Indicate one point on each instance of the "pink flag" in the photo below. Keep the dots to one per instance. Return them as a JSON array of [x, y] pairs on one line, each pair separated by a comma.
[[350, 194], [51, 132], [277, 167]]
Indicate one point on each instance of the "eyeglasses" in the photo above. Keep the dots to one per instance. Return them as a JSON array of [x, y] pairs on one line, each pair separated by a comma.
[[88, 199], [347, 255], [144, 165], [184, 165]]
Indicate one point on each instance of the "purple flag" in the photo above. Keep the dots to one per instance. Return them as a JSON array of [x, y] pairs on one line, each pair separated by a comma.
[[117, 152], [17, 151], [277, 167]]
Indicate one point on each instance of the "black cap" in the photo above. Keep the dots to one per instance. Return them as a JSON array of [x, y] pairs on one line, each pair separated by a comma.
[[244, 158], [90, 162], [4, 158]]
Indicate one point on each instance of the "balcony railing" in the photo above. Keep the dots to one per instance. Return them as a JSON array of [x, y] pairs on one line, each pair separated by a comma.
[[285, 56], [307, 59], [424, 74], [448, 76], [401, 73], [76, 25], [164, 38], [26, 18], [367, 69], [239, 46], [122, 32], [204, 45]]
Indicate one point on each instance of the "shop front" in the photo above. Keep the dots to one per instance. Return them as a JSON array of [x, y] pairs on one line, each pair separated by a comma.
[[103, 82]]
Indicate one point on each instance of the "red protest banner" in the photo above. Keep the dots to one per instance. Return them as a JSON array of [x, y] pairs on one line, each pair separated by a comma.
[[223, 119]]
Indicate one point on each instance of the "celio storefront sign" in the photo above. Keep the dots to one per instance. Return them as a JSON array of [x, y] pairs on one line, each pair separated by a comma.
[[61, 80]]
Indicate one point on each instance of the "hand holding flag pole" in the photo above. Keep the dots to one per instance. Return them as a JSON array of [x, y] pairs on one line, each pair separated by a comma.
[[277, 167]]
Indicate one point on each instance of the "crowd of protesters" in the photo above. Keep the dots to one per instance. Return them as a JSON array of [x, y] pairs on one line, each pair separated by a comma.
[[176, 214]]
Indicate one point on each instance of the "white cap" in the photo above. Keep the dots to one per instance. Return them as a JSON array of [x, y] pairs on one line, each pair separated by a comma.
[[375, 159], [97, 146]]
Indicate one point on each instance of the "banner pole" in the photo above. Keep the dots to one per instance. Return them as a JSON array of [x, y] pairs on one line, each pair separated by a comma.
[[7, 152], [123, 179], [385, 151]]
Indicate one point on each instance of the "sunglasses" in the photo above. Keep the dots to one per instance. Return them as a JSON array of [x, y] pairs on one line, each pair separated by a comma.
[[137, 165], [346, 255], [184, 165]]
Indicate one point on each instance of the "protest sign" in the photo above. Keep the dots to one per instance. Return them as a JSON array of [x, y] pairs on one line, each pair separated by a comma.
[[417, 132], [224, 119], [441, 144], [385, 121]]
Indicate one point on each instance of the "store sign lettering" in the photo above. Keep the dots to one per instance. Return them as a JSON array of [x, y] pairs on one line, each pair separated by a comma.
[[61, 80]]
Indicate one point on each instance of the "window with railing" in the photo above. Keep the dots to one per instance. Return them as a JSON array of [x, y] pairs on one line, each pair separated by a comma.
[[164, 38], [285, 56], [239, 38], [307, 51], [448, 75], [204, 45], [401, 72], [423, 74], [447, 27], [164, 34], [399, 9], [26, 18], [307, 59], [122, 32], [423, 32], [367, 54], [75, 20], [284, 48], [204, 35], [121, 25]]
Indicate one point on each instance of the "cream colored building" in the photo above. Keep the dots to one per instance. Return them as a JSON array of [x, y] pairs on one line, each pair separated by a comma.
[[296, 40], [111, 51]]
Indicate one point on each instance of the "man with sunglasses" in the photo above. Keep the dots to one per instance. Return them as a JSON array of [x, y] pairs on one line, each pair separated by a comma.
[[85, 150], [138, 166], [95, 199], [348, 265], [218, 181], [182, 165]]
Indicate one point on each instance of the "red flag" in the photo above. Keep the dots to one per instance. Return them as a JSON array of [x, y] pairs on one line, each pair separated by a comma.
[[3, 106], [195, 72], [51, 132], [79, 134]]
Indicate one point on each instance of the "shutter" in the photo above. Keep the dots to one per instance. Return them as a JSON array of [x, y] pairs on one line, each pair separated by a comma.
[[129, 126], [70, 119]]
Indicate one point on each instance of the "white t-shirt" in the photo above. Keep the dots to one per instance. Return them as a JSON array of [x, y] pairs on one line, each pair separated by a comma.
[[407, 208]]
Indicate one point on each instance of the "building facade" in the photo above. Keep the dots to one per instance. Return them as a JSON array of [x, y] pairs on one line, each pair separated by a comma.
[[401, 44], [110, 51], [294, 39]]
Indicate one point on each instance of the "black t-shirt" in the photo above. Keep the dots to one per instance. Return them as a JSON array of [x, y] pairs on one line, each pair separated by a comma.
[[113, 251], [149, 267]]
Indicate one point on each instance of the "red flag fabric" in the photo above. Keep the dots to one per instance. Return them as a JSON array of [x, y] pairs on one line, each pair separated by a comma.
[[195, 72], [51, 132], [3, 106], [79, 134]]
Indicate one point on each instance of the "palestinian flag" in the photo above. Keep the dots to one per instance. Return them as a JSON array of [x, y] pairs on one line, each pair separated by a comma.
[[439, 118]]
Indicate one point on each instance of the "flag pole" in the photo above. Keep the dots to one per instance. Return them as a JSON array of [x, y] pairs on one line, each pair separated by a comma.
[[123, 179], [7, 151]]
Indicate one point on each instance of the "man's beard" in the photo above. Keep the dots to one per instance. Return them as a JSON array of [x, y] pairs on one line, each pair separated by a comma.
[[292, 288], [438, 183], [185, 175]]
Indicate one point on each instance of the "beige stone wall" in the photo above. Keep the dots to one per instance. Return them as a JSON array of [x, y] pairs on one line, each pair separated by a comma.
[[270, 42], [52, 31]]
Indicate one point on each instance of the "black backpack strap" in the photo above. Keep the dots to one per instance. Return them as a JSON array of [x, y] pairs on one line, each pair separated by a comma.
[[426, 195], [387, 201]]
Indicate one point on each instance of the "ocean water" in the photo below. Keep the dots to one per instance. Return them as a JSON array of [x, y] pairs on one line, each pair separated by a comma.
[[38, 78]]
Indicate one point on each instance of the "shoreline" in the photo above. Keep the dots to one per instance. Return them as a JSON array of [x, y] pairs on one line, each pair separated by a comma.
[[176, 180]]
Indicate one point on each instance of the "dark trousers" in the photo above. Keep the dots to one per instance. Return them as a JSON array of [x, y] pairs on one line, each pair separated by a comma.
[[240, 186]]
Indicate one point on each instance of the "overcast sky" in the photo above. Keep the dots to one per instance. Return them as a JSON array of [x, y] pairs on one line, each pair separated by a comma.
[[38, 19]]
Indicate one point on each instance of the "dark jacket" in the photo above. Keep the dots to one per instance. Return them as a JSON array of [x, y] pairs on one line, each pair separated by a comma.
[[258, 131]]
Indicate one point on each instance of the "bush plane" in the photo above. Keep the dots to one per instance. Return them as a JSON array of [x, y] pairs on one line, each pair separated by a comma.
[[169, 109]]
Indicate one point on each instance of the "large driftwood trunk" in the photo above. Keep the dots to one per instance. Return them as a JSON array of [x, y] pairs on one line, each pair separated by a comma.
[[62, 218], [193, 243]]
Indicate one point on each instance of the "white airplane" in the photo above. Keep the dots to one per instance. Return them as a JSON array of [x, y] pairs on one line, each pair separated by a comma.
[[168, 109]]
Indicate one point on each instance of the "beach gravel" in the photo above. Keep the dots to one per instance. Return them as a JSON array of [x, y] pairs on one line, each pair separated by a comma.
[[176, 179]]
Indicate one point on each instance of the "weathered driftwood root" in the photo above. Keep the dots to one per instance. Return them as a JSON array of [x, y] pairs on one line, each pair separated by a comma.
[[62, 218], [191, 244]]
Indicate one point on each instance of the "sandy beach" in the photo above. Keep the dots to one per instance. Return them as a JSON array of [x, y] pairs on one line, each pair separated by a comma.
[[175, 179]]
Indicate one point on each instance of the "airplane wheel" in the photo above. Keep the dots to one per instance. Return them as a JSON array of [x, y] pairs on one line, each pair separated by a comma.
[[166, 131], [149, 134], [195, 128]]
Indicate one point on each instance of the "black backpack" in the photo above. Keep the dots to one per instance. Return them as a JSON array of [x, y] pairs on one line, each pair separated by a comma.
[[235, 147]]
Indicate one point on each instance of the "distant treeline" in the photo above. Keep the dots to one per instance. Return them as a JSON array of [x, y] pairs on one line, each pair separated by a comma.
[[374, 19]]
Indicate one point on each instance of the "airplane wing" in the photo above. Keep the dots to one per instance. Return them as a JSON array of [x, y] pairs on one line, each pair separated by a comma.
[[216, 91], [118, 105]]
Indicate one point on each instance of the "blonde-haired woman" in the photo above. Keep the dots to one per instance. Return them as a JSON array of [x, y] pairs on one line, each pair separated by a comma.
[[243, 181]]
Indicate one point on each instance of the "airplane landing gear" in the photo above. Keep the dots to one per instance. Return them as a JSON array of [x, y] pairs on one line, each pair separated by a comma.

*****

→ **TASK PROMPT**
Copy the listing word for word, starting at its first line and ending with the line that contains "[[103, 82]]".

→ **ANSWER IN FULL**
Indicate one point on each instance of the "pink flag" in the photo below. Keep the dots to one per instance. Return them as a JSON array of [x, y] pairs on one line, each pair separated by a comma.
[[350, 194], [51, 132], [277, 167]]
Indicate one point on each instance of the "eyeglasses" in the photo above. Keep the dots to one per instance. Return them as a JSON array of [x, y] pairs on one line, each pair separated by a comma.
[[88, 199], [347, 255], [144, 165], [184, 165]]
Indicate one point on each instance of the "purple flag" in the photo above. Keep the dots to one per instance. Return them as a JSON array of [x, y] pairs on one line, each pair separated by a comma.
[[117, 152], [17, 151], [277, 167]]
Indicate one point on each instance of the "black cap" in the photo above. Keep the dots to one per instance. Return them as a JSON array of [x, y] pairs on one line, each pair separated by a comma.
[[244, 158], [90, 162], [4, 158]]
Indicate one point on each instance of the "balcony railing" in the photo above. Keep the dots to one per instance. Return them as a JSON array of [x, y] pairs on one line, each pair separated by a comma.
[[285, 56], [307, 59], [424, 74], [448, 76], [401, 73], [76, 25], [164, 38], [26, 18], [367, 69], [239, 46], [122, 32], [204, 45]]
Indicate one point on each instance of the "shop front" in the photo above. Keep the dots to one per instance. Return them as a JSON array of [x, y] pairs on one line, each pair separated by a comma.
[[103, 82]]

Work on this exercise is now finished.